• WORK REQUIRED:
Search the data for the word "blue" and copy out every line that has it.

(Items from a data source)
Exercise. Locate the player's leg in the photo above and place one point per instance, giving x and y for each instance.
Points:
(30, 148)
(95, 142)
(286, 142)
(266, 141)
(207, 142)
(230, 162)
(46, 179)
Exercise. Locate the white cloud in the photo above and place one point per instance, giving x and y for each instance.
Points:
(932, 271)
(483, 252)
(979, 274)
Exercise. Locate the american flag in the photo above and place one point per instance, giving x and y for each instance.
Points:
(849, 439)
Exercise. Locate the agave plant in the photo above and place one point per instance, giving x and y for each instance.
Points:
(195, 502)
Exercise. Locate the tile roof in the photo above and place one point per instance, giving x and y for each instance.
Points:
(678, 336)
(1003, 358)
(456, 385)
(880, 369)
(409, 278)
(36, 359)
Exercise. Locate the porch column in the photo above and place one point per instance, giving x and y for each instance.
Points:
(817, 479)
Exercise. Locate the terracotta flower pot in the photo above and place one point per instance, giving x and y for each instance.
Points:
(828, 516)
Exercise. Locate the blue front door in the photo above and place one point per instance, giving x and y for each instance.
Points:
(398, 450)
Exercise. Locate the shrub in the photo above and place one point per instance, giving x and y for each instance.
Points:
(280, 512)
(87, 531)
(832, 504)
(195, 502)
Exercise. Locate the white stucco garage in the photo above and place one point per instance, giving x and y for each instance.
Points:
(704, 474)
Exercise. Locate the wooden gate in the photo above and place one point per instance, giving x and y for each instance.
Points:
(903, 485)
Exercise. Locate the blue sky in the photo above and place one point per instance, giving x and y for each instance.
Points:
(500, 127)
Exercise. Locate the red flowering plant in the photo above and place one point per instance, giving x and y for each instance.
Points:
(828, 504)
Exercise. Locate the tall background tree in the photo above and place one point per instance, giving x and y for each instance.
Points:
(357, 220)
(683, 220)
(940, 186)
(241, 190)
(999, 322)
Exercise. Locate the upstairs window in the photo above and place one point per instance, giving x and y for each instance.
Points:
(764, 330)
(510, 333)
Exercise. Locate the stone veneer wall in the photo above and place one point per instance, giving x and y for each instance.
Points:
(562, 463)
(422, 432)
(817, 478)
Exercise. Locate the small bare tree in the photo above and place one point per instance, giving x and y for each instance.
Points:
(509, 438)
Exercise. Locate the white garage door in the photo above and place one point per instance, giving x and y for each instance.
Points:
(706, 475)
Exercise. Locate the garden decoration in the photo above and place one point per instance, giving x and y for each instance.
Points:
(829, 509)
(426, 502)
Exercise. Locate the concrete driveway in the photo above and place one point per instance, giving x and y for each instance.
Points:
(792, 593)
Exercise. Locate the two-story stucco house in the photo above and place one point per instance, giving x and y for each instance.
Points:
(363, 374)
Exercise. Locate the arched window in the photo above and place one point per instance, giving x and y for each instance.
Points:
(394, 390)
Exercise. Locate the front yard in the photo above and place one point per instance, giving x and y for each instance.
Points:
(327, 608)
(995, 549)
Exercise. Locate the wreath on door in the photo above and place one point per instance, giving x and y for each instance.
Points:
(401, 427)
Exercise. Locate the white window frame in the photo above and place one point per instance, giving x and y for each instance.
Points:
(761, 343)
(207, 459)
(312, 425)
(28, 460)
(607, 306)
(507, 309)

...

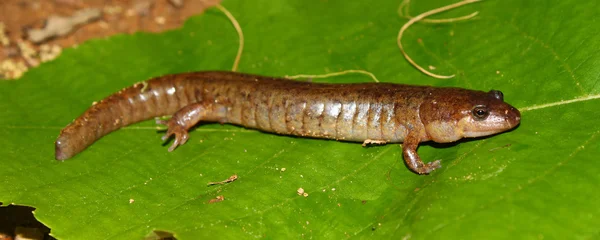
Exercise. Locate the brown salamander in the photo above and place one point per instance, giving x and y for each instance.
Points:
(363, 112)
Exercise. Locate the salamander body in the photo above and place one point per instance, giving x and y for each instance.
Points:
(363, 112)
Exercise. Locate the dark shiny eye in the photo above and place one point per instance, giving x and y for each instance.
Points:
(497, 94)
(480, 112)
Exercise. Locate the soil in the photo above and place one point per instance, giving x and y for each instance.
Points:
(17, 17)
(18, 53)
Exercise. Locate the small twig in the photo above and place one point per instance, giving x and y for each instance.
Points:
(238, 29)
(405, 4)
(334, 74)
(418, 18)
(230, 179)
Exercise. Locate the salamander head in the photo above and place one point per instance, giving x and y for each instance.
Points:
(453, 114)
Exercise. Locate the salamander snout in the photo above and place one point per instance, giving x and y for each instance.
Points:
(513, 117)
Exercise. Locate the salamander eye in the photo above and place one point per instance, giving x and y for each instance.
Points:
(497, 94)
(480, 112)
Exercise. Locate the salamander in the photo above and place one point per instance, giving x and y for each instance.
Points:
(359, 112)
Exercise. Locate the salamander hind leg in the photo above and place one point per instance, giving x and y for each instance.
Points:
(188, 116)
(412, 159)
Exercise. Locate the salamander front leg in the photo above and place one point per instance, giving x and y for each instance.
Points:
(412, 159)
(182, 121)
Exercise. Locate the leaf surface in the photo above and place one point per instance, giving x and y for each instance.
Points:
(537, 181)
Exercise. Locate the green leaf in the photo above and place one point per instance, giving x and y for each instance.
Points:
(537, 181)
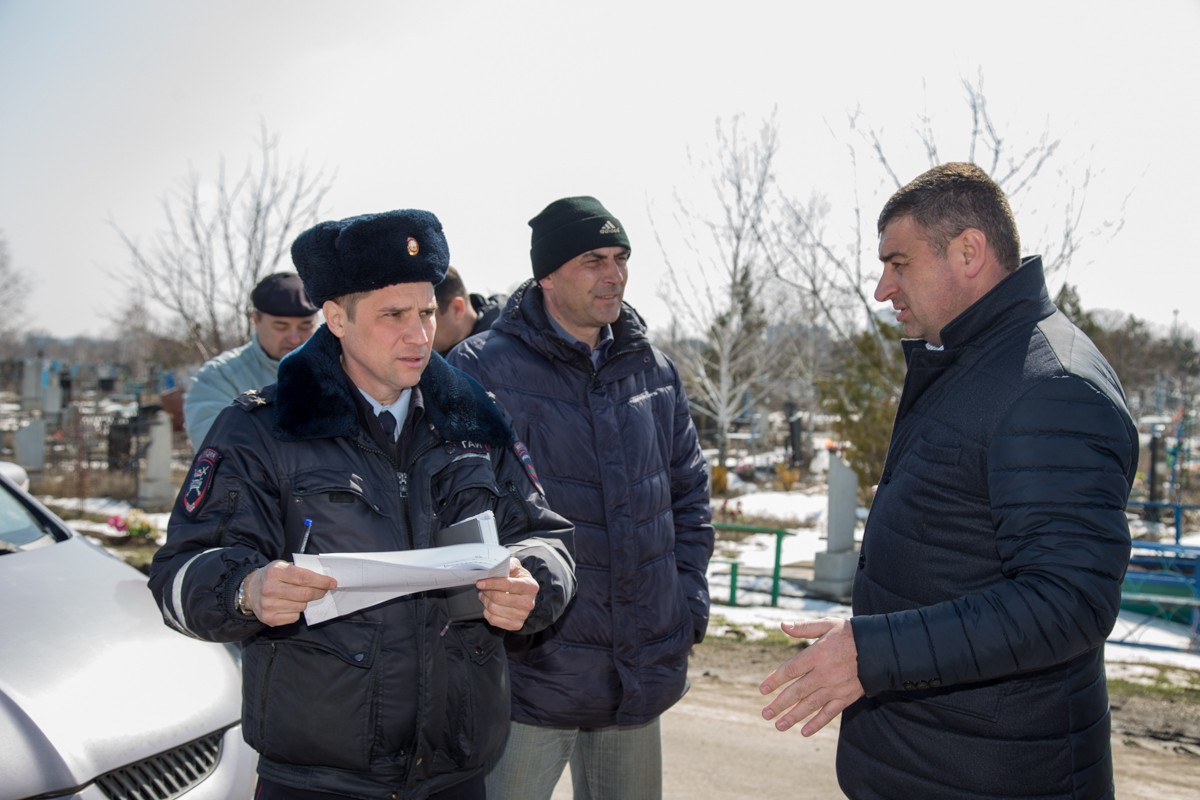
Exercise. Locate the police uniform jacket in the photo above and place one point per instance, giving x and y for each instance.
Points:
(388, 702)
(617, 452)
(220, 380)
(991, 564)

• REPLY TO THE EXERCISE:
Exercise. Locate the blue front door in the photo above and place one point per instance, giving x and y for each instance.
Exercise. Locate the blue sky in the photo above and place one point per instance, giving x and y for each instance.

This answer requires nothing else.